---------- SOURCE DATA

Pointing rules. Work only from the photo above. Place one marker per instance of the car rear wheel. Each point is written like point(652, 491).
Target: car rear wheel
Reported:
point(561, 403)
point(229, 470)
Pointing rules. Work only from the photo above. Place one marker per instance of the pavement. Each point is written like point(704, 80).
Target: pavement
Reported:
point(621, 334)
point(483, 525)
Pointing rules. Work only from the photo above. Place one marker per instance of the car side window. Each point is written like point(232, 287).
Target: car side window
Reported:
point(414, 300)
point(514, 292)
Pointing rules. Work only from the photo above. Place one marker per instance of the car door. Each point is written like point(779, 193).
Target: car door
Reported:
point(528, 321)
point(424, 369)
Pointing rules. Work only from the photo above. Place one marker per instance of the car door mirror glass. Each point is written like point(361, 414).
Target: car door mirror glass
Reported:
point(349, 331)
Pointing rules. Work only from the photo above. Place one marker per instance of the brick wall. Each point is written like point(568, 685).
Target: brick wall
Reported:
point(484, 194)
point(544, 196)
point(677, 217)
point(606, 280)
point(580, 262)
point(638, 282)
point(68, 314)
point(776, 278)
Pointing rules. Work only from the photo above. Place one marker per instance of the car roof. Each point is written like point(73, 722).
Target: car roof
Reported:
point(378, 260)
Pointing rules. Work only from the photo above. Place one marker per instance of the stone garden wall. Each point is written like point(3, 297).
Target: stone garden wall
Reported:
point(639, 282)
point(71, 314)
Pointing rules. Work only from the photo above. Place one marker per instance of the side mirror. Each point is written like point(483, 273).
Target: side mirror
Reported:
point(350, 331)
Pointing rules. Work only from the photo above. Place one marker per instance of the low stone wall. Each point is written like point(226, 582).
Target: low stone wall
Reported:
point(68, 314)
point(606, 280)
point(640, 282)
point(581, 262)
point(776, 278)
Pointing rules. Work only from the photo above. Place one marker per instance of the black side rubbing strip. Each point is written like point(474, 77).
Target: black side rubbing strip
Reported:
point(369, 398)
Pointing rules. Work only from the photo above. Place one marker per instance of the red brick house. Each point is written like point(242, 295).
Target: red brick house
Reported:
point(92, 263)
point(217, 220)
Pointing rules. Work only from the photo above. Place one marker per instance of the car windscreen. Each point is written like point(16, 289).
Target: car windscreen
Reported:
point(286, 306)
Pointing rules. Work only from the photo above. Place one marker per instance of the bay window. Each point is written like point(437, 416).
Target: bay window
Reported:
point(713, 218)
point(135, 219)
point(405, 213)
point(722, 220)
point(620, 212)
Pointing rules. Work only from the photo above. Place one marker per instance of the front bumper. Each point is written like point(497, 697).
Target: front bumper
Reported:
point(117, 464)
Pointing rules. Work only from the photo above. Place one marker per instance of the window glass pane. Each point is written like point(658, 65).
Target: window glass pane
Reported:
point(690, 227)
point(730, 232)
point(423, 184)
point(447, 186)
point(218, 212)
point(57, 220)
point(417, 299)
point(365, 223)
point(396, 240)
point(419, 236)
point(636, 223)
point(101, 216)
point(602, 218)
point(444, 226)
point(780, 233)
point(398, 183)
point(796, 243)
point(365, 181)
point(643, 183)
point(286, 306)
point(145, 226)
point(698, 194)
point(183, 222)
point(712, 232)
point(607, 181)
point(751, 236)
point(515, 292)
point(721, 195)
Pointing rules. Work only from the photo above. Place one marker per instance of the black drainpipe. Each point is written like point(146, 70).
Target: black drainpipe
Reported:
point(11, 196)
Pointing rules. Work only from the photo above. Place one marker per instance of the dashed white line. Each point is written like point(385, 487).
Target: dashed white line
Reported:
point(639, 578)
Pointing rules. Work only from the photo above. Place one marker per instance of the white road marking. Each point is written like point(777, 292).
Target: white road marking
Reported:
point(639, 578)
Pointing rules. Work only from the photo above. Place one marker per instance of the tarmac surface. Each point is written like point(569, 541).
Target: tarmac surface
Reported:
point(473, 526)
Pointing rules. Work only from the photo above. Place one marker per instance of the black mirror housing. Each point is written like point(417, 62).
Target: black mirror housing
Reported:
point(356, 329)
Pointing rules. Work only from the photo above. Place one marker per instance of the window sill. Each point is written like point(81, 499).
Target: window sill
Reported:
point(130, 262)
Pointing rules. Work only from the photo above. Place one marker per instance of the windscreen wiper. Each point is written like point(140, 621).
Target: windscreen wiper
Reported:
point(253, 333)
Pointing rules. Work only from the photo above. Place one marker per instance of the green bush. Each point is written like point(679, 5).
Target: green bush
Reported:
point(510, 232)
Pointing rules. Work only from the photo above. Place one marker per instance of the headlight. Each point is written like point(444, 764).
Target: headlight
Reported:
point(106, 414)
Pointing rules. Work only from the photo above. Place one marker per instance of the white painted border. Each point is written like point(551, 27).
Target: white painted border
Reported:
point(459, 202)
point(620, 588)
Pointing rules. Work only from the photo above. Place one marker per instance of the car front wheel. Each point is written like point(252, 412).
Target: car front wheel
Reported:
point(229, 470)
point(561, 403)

--------------------

- TASK OBJECTIVE
Please return all of the records exactly as they appear.

- TASK OUTPUT
Pointing rules. Work only from the photo above. Place one marker per instance of the car rear wheel. Each point is written like point(652, 491).
Target: car rear wheel
Reported:
point(561, 403)
point(229, 470)
Pointing rules. Work only from the photo above. Place one marker per instance of the pavement. Each point is written like point(704, 80).
Target: pavement
Reported:
point(621, 334)
point(483, 525)
Pointing rules. Work only from the photo above. Place one marker per instance of the car side window. Each point is written like point(232, 287).
Target: car side window
Reported:
point(414, 300)
point(514, 292)
Pointing rules. Work only from the photo above. Place one marker per instance of the car door. Each point is written like point(779, 193).
Target: car door
Reported:
point(528, 321)
point(424, 369)
Pointing rules. Work only from the photo above. Place one marker per instance of the car door mirror glass. Each point is written like point(361, 414).
Target: car door mirror glass
Reported:
point(349, 331)
Pointing rules. Work only from the photo above. Place one marker per instance of the brick wall. Each point is written like point(568, 685).
Target: brick wall
Reported:
point(484, 194)
point(544, 196)
point(677, 217)
point(606, 280)
point(580, 262)
point(638, 282)
point(68, 314)
point(776, 278)
Pointing rules. Work only from the photo above. Place one marker per instance of the car roof. Each point is written like point(73, 722).
Target: car roof
Reported:
point(378, 260)
Pointing rules. Work only from the photo above. Place one marker per instance of the stone garden wall. Each point is written like point(3, 297).
Target: stone garden wall
Reported:
point(639, 282)
point(71, 314)
Pointing rules. Work only from the photo above. Place one marker per instance of the side mirror. Each point is written like point(483, 273).
Target: side mirror
Reported:
point(350, 331)
Pointing rules. Work only from the photo above. Place one marker per instance of the low stone wall. Each point is written like point(226, 582).
Target: low stone wall
Reported:
point(68, 314)
point(606, 280)
point(640, 282)
point(581, 262)
point(776, 278)
Pointing rules. Work only from the photo above. Place one marker per instance of the black side rubbing strip. Each point is written like point(474, 77).
Target: black side rubbing strip
Reported:
point(369, 398)
Pointing rules. Work only from the photo above. Place one marker per instance of the red brick house. Each point is written like point(242, 295).
Target: red brick house
Reported:
point(92, 263)
point(217, 220)
Pointing rules. Work only from the photo above. Place one marker per instance of the car windscreen. Each point is written like point(16, 289).
Target: car windscreen
Reported:
point(286, 306)
Pointing rules. Work only from the photo above. Place one marker per instance of the bay window. Each point is written like point(437, 416).
Target: bay window
Reported:
point(713, 218)
point(135, 219)
point(405, 213)
point(722, 220)
point(620, 212)
Pointing rules. Work only from the photo above. Place one marker per instance of the front bumper. Each point is written like point(497, 697).
Target: front bumper
Reported:
point(117, 464)
Pointing rules. Work only from the photo above. Place one marker per instance of the window glass pane. Each point is written like point(658, 65).
Target: window glass pane
Reported:
point(690, 227)
point(730, 232)
point(423, 184)
point(447, 186)
point(218, 212)
point(57, 220)
point(417, 299)
point(365, 223)
point(396, 240)
point(419, 236)
point(636, 223)
point(101, 216)
point(602, 218)
point(444, 226)
point(780, 233)
point(398, 183)
point(796, 243)
point(365, 181)
point(643, 183)
point(286, 306)
point(145, 226)
point(698, 194)
point(183, 222)
point(712, 232)
point(607, 181)
point(751, 236)
point(515, 292)
point(721, 195)
Pointing rules. Work only from the photo above. Place one marker per instance of the black drainpipe. Each point is written like point(146, 70).
Target: black drainpipe
Reported:
point(11, 196)
Pointing rules. Work only from the photo above. Place one marker per instance of the dashed white line. Each point is written like point(385, 487).
Target: dashed white line
Reported:
point(639, 578)
Pointing rules. Work only from the photo above. Place one marker per instance of the white road marking. Each point is written like point(777, 292).
Target: white road marking
Reported:
point(639, 578)
Pointing rules. Work only from the photo above. Place one marker per instance of the tarmac surface. Each point is written like point(569, 541).
Target: tarmac surface
Reported:
point(473, 526)
Pointing rules. Work only from the photo above. Place one marker per instance of the black mirror housing. Each point is written like point(417, 62).
Target: black mirror housing
Reported:
point(356, 329)
Pointing rules. Work only from the photo above. Place one marker per instance of the window sill. Each point is written like point(81, 499).
Target: window sill
Reported:
point(130, 262)
Pointing rules. Work only from the photo above. Place one marker per instance of the windscreen wiper. Each point is written like point(140, 621).
Target: windscreen wiper
Reported:
point(253, 333)
Pointing rules. Work only from the photo above. Place one marker per instance of the green bush. Each point is written like point(679, 5).
Target: green bush
Reported:
point(510, 232)
Pointing rules. Work only from the photo above. Place one marker per instance of the headlight. Each point is written like point(444, 764).
Target: headlight
Reported:
point(106, 414)
Pointing rules. Work only from the photo above. Place one marker per instance of the white painted border. Each point is written like point(551, 27).
Target: white painted border
Reported:
point(459, 202)
point(620, 588)
Pointing rules. Work only from the photo above. Place one marker per instance of the car front wheel. Each point is written like point(252, 412).
Target: car front wheel
Reported:
point(229, 470)
point(561, 403)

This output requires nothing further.